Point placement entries

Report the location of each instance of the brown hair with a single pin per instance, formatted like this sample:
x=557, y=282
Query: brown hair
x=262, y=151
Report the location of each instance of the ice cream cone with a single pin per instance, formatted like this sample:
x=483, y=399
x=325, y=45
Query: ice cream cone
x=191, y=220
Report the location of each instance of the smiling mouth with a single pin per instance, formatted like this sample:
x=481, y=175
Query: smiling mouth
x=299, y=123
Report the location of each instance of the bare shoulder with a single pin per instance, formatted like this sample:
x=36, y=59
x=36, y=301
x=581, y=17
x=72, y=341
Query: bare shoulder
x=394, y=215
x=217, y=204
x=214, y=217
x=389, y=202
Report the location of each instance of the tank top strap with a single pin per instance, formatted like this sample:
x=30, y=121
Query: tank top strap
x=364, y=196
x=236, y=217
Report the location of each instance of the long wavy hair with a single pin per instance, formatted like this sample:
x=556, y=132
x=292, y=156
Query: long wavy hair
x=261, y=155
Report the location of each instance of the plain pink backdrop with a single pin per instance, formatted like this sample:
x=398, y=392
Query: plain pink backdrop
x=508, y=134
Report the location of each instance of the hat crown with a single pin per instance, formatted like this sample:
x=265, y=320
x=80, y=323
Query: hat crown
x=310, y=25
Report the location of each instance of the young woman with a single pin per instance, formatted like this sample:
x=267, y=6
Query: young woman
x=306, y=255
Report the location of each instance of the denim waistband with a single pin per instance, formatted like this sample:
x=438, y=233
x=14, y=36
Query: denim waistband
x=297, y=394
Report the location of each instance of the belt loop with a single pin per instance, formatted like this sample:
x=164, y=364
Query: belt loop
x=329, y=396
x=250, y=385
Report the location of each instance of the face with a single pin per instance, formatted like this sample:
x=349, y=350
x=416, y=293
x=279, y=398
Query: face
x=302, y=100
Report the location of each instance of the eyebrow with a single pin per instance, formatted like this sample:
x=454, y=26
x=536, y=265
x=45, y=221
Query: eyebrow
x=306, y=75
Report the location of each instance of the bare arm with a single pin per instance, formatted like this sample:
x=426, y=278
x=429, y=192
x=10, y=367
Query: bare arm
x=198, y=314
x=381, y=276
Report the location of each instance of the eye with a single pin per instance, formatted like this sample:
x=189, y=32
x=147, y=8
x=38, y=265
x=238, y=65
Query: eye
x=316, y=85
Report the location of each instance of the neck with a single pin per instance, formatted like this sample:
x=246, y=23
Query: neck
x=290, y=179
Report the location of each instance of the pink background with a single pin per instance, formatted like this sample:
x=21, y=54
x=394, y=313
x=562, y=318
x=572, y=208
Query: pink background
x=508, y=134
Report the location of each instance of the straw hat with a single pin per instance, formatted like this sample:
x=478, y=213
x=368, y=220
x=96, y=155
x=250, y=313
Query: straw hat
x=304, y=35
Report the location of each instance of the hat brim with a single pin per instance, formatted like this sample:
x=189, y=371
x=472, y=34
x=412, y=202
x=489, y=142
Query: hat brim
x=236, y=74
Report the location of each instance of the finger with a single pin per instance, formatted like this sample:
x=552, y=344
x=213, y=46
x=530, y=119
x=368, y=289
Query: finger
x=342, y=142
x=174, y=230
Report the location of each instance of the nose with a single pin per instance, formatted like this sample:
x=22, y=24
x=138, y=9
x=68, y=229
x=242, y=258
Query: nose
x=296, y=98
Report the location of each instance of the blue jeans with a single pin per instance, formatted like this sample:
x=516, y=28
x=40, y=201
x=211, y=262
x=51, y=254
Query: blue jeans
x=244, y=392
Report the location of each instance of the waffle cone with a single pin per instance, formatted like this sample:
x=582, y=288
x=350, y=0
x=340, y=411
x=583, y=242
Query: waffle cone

> **EXERCISE DIRECTIONS**: Could you return every one of the entries above verbatim, with no changes?

> **REPLY TO THE EXERCISE**:
Report the location of each instance of the brown hair with a single pin per instance, formatted like this sample:
x=557, y=282
Query: brown hair
x=262, y=151
Report the location of each instance of the ice cream cone with a single pin per instance, formatted like this sample:
x=483, y=399
x=325, y=45
Query: ice cream cone
x=191, y=220
Report the location of each instance of the smiling mouth with a single pin per instance, formatted like this sample:
x=481, y=175
Query: smiling mouth
x=299, y=123
Report the location of each instance of the bare shoulder with a single pin per instance, formatted like this sample:
x=36, y=59
x=36, y=301
x=581, y=17
x=72, y=341
Query: bare shoulder
x=394, y=215
x=217, y=204
x=214, y=217
x=389, y=202
Report the location of each instance of the tank top strap with a single pin per instance, formatted like this sample:
x=30, y=121
Query: tank top strap
x=364, y=196
x=236, y=217
Report the location of each instance of the long wavy hair with a single pin per instance, formatted like this sample:
x=556, y=132
x=292, y=156
Query: long wavy hair
x=261, y=155
Report the location of each instance of the plain pink backdrop with a single pin per instance, formatted like this sample:
x=398, y=392
Query: plain pink backdrop
x=508, y=134
Report the location of each instance of the hat crown with a single pin per instance, formatted like this sample:
x=265, y=320
x=80, y=323
Query: hat crown
x=310, y=25
Report the location of each instance of the young woman with a single pin per instance, formatted like this sample:
x=267, y=6
Query: young woman
x=306, y=255
Report the location of each instance of the denim waistband with a single pin per instance, formatted like this sample:
x=438, y=233
x=14, y=36
Query: denim waistband
x=297, y=394
Report the location of each instance of the belt loop with a single pin per instance, formatted like this sample:
x=164, y=364
Query: belt loop
x=329, y=396
x=250, y=385
Report the location of each instance of the face with a single pin per instance, formatted like this sample:
x=349, y=350
x=416, y=293
x=279, y=398
Query: face
x=302, y=100
Report the location of each instance of the eyebrow with a single pin per instance, formatted like this sample:
x=454, y=26
x=536, y=265
x=45, y=221
Query: eyebrow
x=306, y=75
Report the location of each instance of the bare arm with a single pin per instance, formatted like this sample:
x=426, y=278
x=429, y=192
x=10, y=367
Query: bare arm
x=198, y=314
x=381, y=276
Report the location of each instance of the eye with a single pin per instance, formatted like this sample:
x=189, y=32
x=147, y=8
x=38, y=265
x=238, y=65
Query: eye
x=316, y=85
Report the location of each instance of the neck with a single pin per instance, formatted like this sample:
x=246, y=23
Query: neck
x=290, y=179
Report the location of each instance of the pink background with a single pin per instance, formatted like this sample:
x=21, y=54
x=394, y=313
x=562, y=318
x=572, y=208
Query: pink background
x=508, y=134
Report the location of each instance of the straw hat with a single pin per instance, formatted like this sample:
x=478, y=213
x=368, y=220
x=96, y=155
x=250, y=313
Query: straw hat
x=304, y=35
Report the location of each instance of the hat brim with a single pin per instance, formatted like this sample:
x=189, y=371
x=472, y=34
x=412, y=202
x=489, y=142
Query: hat brim
x=236, y=74
Report the location of each instance of the finger with a single pin per instance, formatted like this sample:
x=552, y=344
x=213, y=46
x=530, y=119
x=368, y=289
Query: finger
x=342, y=142
x=174, y=230
Report the location of each instance of the nose with a single pin per instance, formatted like this sample:
x=22, y=24
x=138, y=9
x=68, y=229
x=242, y=258
Query: nose
x=296, y=98
Report the location of each instance of the blue jeans with a single pin per instance, formatted like this sample:
x=516, y=28
x=40, y=201
x=211, y=262
x=51, y=254
Query: blue jeans
x=244, y=392
Report the location of each instance of the waffle cone with a single pin per instance, formatted like this sample:
x=582, y=288
x=350, y=0
x=340, y=411
x=583, y=242
Query: waffle cone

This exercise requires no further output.